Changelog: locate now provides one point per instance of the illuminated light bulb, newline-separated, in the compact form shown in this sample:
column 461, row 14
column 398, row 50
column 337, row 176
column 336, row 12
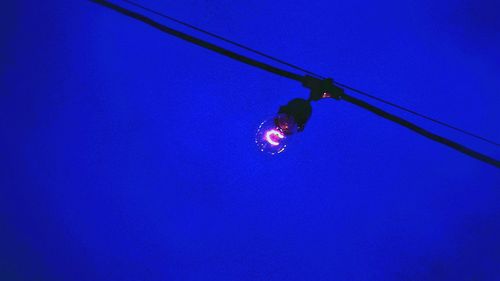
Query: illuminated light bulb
column 273, row 134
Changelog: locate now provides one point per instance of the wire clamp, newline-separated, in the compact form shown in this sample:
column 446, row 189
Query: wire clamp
column 322, row 88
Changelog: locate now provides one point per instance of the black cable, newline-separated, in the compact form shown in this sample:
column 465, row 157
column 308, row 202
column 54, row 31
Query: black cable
column 198, row 41
column 419, row 130
column 418, row 114
column 284, row 73
column 220, row 37
column 313, row 74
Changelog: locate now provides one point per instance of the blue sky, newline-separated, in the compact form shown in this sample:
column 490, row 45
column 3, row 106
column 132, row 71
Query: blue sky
column 129, row 155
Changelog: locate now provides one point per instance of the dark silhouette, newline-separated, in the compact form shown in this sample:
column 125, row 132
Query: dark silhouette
column 315, row 84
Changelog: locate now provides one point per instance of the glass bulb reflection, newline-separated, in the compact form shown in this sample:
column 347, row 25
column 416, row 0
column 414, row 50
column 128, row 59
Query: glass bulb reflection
column 273, row 134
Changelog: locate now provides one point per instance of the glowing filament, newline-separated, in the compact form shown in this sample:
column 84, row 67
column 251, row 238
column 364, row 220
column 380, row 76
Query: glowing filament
column 273, row 135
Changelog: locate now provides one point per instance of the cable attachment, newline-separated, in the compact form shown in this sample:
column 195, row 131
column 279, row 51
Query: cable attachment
column 321, row 88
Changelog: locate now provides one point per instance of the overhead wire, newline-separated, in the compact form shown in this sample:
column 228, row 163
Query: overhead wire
column 296, row 67
column 275, row 70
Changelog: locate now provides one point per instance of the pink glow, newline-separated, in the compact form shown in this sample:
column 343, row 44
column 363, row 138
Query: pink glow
column 272, row 135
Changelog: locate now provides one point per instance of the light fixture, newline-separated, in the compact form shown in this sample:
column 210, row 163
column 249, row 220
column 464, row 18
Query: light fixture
column 274, row 133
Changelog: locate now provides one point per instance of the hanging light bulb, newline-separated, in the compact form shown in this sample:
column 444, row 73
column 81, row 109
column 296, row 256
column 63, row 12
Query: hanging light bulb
column 274, row 133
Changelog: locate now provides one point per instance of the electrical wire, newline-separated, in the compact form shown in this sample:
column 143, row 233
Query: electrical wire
column 275, row 70
column 363, row 93
column 199, row 42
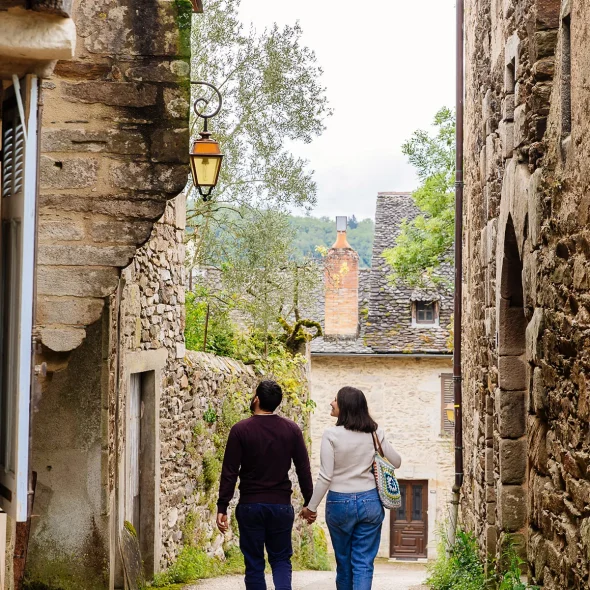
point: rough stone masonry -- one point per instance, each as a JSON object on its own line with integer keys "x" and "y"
{"x": 114, "y": 149}
{"x": 526, "y": 302}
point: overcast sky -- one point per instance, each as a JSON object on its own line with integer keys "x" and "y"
{"x": 398, "y": 55}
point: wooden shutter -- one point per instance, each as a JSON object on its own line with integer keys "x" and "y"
{"x": 447, "y": 397}
{"x": 17, "y": 274}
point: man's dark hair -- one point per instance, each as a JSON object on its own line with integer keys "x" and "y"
{"x": 354, "y": 411}
{"x": 270, "y": 395}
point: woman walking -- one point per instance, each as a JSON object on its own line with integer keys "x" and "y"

- The problem -
Transcribe all of the lines above word for word, leaving the pictures out of your answer.

- Expected output -
Changelog: locate now provides one point per instance of the illuminated light bulb, newline-separated, in the compact form shown in this sample:
column 461, row 14
column 398, row 50
column 337, row 176
column 336, row 12
Query: illuminated light bulb
column 273, row 134
Changelog: locate now provides one point per instance of the wire clamp, newline-separated, in the compact form shown in this sample:
column 446, row 189
Query: wire clamp
column 322, row 88
Changelog: locate now provides one point per instance of the black cable, newline-separated, in the compact form shown in this sample:
column 465, row 157
column 308, row 202
column 54, row 31
Query: black cable
column 198, row 41
column 419, row 130
column 418, row 114
column 284, row 73
column 220, row 37
column 313, row 74
Changelog: locate now provides one point per instance of the blue sky, newline-separated, in the compact form shown in this sample:
column 490, row 45
column 3, row 106
column 132, row 71
Query: blue sky
column 129, row 155
Changelog: locate now provides one point per instance of the dark silhouette, newline-separated, in the compact form shown in this sample:
column 125, row 132
Query: dark silhouette
column 315, row 84
Changelog: locate now provides one point per instance of the glass bulb reflection, newline-separated, in the compact form shown in this sample:
column 347, row 25
column 416, row 0
column 414, row 50
column 128, row 59
Query: glass bulb reflection
column 273, row 134
Changelog: locate now provides one point per instance of the glowing filament, newline-separated, in the compact form shown in this sample:
column 84, row 67
column 251, row 238
column 364, row 220
column 380, row 76
Query: glowing filament
column 273, row 135
Changelog: locate now provides one point per instance of the cable attachment, newline-separated, in the compact form shown in this sample:
column 195, row 131
column 279, row 51
Query: cable attachment
column 321, row 88
Changelog: locate now provides one point per instance of the overhead wire, newline-separated, in the compact form shown in this sample:
column 228, row 163
Query: overhead wire
column 296, row 67
column 275, row 70
Changelog: locate now provides one point per instance of the pink glow, newline-separated, in the compact form shown in this sample:
column 343, row 44
column 363, row 138
Query: pink glow
column 272, row 135
Changelog: locate now provides one point per instance of the light fixture, newline-separated, in the compact form shown in this sample:
column 210, row 163
column 249, row 220
column 464, row 18
Query: light fixture
column 274, row 133
Changelog: locate now provides one point per instance of the hanging light bulb, newline-separated, in the compact form shown in this sample:
column 444, row 73
column 81, row 109
column 296, row 256
column 63, row 12
Query: hanging light bulb
column 274, row 133
Changelog: locate now provides one point per instance of the electrical wire, newline-separated, in the compact form shown in this sample:
column 143, row 233
Query: electrical wire
column 275, row 70
column 363, row 93
column 199, row 42
point: rough stone masonry -- one point per instance, each as a JSON object on its own line with integer keys "x" and "y"
{"x": 114, "y": 149}
{"x": 526, "y": 302}
point: overcast sky -- one point per instance, each as a JSON object on its own line with integer keys "x" and "y"
{"x": 398, "y": 55}
point: wooden shutter -- one point per instance, each as a JSON object on its own line with integer keys "x" and "y"
{"x": 447, "y": 397}
{"x": 17, "y": 274}
point: man's dark hair -- one point per instance, each as a JSON object on its own line with integer keys "x" and "y"
{"x": 354, "y": 411}
{"x": 270, "y": 395}
point: woman walking -- one point per instance, each as a JSON object on its own line with integer keys "x" and "y"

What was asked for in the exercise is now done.